#### The records
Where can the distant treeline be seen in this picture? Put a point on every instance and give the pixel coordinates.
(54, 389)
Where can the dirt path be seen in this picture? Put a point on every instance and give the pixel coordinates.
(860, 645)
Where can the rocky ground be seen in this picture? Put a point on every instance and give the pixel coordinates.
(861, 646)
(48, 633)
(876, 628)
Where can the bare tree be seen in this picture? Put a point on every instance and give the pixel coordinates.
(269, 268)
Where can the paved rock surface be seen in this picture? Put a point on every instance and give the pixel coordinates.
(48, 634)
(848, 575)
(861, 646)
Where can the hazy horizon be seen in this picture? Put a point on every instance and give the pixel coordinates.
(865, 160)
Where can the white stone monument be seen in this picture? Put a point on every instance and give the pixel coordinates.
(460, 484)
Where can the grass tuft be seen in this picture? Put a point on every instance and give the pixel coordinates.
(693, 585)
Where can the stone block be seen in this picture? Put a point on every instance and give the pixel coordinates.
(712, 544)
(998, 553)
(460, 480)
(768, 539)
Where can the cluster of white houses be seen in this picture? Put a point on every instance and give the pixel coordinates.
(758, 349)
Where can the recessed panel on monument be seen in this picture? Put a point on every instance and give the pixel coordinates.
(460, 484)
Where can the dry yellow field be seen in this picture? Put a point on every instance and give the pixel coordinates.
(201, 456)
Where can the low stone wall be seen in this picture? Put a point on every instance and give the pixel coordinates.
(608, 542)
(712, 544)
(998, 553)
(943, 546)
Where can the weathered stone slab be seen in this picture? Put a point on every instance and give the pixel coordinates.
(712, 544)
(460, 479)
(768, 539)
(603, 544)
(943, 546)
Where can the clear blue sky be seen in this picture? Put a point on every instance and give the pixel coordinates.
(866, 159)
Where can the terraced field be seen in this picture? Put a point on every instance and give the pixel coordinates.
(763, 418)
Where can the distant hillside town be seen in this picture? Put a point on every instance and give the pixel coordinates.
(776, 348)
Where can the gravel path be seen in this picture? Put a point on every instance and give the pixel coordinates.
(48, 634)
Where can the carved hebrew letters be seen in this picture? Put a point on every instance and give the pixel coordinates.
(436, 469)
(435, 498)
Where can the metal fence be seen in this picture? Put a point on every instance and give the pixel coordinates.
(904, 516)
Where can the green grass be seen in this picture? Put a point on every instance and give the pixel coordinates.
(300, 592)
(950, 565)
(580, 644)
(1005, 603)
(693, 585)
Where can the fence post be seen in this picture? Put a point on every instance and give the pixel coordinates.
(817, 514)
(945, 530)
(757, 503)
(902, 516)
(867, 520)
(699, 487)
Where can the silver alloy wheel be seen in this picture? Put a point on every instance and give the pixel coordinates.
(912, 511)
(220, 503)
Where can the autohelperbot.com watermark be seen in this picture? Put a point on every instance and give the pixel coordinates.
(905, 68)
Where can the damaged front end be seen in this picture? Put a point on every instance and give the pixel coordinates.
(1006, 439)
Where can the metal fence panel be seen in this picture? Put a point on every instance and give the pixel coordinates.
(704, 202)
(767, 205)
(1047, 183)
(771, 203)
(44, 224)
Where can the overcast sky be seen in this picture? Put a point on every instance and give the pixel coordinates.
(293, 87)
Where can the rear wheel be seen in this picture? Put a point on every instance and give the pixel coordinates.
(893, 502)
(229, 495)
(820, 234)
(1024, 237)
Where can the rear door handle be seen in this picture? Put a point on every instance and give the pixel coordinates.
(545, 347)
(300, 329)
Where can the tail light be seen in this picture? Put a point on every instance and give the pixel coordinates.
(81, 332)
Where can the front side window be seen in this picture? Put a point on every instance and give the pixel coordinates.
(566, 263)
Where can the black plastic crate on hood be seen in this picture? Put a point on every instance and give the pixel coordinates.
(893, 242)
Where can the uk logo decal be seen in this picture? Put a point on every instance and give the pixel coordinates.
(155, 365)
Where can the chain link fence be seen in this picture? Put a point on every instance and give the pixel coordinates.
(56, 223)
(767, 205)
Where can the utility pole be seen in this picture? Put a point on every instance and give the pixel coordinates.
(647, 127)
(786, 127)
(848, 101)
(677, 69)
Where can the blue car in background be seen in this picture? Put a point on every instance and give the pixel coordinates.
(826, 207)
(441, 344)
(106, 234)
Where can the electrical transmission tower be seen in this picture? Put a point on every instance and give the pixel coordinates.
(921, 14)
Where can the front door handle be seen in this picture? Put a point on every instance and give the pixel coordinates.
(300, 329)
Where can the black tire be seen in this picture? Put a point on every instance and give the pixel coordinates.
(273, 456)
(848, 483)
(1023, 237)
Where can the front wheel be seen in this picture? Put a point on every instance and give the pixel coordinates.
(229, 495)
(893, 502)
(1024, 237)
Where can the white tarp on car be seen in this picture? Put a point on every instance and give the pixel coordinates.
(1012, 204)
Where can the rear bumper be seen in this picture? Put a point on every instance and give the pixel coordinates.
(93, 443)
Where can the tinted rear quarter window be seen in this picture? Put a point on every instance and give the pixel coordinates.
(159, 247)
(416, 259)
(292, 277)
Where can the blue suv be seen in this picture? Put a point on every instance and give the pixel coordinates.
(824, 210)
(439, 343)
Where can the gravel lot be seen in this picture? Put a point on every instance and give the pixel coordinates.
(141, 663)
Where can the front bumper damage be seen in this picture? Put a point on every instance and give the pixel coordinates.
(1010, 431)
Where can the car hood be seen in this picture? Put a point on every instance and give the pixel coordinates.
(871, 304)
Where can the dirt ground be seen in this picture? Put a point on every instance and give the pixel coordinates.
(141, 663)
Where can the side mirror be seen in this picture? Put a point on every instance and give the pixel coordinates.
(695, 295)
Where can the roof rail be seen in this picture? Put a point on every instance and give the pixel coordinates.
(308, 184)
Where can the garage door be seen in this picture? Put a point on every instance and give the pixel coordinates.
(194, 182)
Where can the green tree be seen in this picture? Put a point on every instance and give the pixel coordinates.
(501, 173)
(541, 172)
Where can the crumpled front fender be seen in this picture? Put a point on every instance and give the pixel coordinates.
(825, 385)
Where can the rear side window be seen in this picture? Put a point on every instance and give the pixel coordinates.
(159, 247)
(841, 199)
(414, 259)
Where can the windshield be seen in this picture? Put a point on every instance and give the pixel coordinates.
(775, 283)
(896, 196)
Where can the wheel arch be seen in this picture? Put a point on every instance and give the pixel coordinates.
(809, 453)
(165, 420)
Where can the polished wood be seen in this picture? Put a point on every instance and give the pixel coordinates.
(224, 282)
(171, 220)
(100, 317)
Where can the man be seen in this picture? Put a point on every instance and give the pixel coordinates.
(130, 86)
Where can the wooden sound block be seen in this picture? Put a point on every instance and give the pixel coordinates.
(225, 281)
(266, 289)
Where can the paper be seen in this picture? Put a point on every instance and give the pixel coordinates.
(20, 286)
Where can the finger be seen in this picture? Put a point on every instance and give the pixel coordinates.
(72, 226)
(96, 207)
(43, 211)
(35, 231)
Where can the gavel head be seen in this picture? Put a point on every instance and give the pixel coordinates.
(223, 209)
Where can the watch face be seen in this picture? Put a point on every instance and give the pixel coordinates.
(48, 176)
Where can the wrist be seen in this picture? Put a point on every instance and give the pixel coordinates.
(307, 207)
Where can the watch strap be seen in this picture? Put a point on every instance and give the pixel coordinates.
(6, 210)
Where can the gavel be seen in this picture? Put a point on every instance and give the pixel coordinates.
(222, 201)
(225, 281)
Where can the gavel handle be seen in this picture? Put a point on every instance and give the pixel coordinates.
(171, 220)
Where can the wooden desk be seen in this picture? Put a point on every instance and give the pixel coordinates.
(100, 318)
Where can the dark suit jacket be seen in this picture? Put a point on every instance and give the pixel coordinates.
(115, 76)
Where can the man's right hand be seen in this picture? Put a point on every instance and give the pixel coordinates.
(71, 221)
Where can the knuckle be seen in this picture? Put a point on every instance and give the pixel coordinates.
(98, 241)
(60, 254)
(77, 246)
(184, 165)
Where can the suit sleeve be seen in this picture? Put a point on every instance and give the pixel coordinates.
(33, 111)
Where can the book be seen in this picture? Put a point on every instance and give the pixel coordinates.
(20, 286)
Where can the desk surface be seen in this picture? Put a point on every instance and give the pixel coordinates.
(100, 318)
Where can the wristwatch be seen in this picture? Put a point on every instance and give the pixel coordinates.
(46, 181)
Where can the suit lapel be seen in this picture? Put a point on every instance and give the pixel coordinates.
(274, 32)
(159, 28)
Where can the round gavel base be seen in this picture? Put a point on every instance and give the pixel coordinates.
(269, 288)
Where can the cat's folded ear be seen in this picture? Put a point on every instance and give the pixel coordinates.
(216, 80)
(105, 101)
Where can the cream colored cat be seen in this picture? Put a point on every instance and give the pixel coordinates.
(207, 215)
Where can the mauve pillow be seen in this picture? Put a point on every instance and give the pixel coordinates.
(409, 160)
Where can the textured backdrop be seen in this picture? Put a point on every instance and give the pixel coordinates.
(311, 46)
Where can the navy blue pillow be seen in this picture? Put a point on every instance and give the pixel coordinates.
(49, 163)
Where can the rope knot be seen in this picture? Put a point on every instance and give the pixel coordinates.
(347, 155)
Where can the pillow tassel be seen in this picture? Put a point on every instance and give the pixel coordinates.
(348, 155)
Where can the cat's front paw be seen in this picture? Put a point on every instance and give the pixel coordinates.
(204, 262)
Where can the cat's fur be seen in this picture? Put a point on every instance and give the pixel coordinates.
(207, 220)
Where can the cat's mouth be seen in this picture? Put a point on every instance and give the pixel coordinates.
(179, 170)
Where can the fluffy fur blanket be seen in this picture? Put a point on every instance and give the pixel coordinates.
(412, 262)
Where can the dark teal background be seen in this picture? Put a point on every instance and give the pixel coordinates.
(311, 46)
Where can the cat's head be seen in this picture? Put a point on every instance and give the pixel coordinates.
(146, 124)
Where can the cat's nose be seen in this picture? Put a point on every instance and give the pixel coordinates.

#### Exercise aim
Render the stretch of the material from the line containing "Where can the fluffy" through the final line as a numbered list, leaving out any blank lines.

#### Written answer
1. Where can the fluffy fur blanket be seen in this picture? Put a point on every instance and give the pixel coordinates.
2. (412, 262)
3. Where can the dark teal background be seen in this picture? Put a point on every instance and give the pixel coordinates.
4. (311, 46)
5. Where can the cat's head be seen in this picture? Put a point on every instance and give the pixel coordinates.
6. (146, 124)
7. Where can the cat's nose be seen in this picture? Put a point on every instance and give the pixel coordinates.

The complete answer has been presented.